Community Basic AVP Workshop in Elkhart, Indiana, Sept. 17-18, 2022!

Interested in taking a Basic AVP Workshop? Fill out the registration form on our website https://avpindiana.org/registration-2/. Details below. We hope to see you there! All are Welcome! ❤

Directions: The United Village is located at 215 Indiana Ave., Elkhart, IN 46516. Drive around to the back side of the building and pull into in the parking lot closest to the park. You will see the signs that say “The Village.”

The Power of the Process

As a life-long avoider of conflict and an acknowledged introvert, I find it ironic that I spend so much time facilitating Alternatives to Violence Project workshops. It seems so out of character to willingly go into a minimum or medium security prison and spend essentially 18-20 hours over a weekend, once a month, with a bunch of guys dealing with conflict and talking about feelings. It is difficult for me on so many levels. And yet, I keep going back.

For me, it was the power of the process that kept pulling me back. An AVP workshop is packed with interactive, immersion type experiences. It very successfully builds a sense of community and level of trust I have never experienced anywhere else before. It was the power of this community that drew me. I kept learning things about myself and changing, and even though it was challenging, everyone else was being challenged at some level at the same time. I was not alone.

◆ MATERIAL SUPPLIED
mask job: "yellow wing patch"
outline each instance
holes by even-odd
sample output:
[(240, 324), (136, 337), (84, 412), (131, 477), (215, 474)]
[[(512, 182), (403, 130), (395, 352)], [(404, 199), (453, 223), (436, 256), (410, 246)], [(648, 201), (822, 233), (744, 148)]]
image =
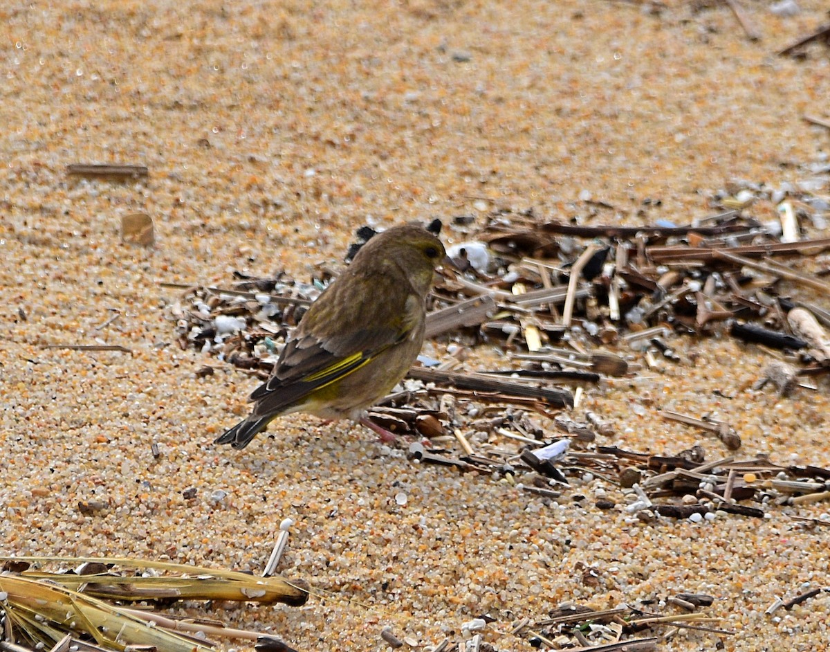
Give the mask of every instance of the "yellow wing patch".
[[(349, 355), (343, 360), (339, 360), (334, 364), (330, 365), (325, 369), (321, 369), (320, 371), (310, 374), (309, 375), (304, 377), (303, 382), (314, 383), (318, 380), (323, 380), (330, 376), (333, 377), (329, 380), (329, 383), (334, 382), (339, 378), (342, 378), (347, 374), (350, 374), (351, 372), (360, 369), (360, 367), (372, 360), (371, 357), (368, 357), (361, 360), (361, 358), (363, 358), (362, 353), (353, 353), (351, 355)], [(325, 385), (328, 385), (328, 383), (325, 383)], [(325, 385), (323, 386), (325, 386)]]

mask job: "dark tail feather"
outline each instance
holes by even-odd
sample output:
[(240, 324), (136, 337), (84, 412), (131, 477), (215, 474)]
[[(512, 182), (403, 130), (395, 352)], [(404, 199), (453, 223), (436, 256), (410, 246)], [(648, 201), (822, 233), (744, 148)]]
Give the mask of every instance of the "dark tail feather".
[(266, 429), (266, 426), (274, 417), (248, 417), (240, 421), (233, 428), (226, 430), (213, 440), (214, 444), (230, 444), (232, 448), (239, 450), (247, 446), (256, 434)]

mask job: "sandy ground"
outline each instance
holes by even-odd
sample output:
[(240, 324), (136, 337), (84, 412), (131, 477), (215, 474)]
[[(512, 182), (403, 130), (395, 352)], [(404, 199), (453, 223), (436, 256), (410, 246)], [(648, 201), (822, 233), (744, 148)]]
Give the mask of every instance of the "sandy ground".
[[(486, 641), (529, 650), (500, 634), (514, 619), (678, 591), (715, 596), (715, 626), (734, 635), (681, 631), (661, 650), (830, 645), (823, 595), (764, 615), (775, 596), (830, 586), (823, 532), (788, 516), (825, 506), (632, 523), (593, 506), (603, 491), (622, 501), (597, 479), (574, 489), (589, 500), (551, 503), (301, 415), (242, 453), (218, 449), (255, 382), (232, 370), (197, 379), (208, 360), (176, 345), (175, 293), (159, 286), (227, 285), (234, 269), (307, 278), (366, 223), (481, 223), (499, 208), (586, 219), (590, 197), (613, 207), (594, 222), (684, 223), (734, 179), (798, 182), (830, 145), (803, 119), (828, 117), (830, 63), (818, 43), (804, 59), (774, 52), (827, 21), (823, 2), (781, 17), (744, 0), (756, 42), (705, 0), (54, 4), (0, 8), (0, 552), (257, 572), (290, 517), (280, 571), (318, 595), (217, 615), (298, 650), (386, 649), (386, 625), (430, 645), (486, 612), (497, 622)], [(149, 175), (79, 179), (66, 174), (74, 163)], [(155, 221), (153, 248), (120, 241), (120, 218), (137, 211)], [(748, 455), (830, 466), (826, 381), (777, 402), (745, 389), (758, 350), (679, 346), (695, 365), (588, 396), (615, 427), (607, 443), (701, 443), (717, 457), (717, 442), (657, 416), (715, 410)], [(111, 508), (84, 515), (83, 500)], [(580, 564), (598, 581), (584, 583)]]

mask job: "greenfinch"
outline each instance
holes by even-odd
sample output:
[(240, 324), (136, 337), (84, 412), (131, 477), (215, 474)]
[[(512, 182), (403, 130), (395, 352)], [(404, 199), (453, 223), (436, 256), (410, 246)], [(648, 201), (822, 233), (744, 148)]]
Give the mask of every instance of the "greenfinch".
[(427, 294), (446, 256), (441, 240), (414, 223), (371, 238), (303, 316), (268, 380), (251, 395), (251, 414), (216, 443), (244, 449), (271, 421), (292, 412), (350, 419), (394, 440), (364, 410), (417, 357)]

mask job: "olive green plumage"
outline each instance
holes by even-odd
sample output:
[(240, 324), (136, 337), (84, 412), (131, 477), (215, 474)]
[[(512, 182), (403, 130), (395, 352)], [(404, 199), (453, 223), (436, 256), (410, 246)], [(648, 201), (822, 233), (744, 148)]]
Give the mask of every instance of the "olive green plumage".
[(251, 395), (251, 414), (216, 443), (243, 449), (291, 412), (360, 420), (417, 357), (427, 294), (446, 255), (441, 241), (416, 224), (369, 239), (303, 316), (271, 377)]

◆ BRIEF
Print the AVP workshop page word for word, from start to finish. The records play no part here.

◆ EXERCISE RESPONSE
Community Basic AVP Workshop in Elkhart, Indiana, Sept. 17-18, 2022!

Interested in taking a Basic AVP Workshop? Fill out the registration form on our website https://avpindiana.org/registration-2/. Details below. We hope to see you there! All are Welcome! ❤

Directions: The United Village is located at 215 Indiana Ave., Elkhart, IN 46516. Drive around to the back side of the building and pull into in the parking lot closest to the park. You will see the signs that say “The Village.”

The Power of the Process

As a life-long avoider of conflict and an acknowledged introvert, I find it ironic that I spend so much time facilitating Alternatives to Violence Project workshops. It seems so out of character to willingly go into a minimum or medium security prison and spend essentially 18-20 hours over a weekend, once a month, with a bunch of guys dealing with conflict and talking about feelings. It is difficult for me on so many levels. And yet, I keep going back.

For me, it was the power of the process that kept pulling me back. An AVP workshop is packed with interactive, immersion type experiences. It very successfully builds a sense of community and level of trust I have never experienced anywhere else before. It was the power of this community that drew me. I kept learning things about myself and changing, and even though it was challenging, everyone else was being challenged at some level at the same time. I was not alone.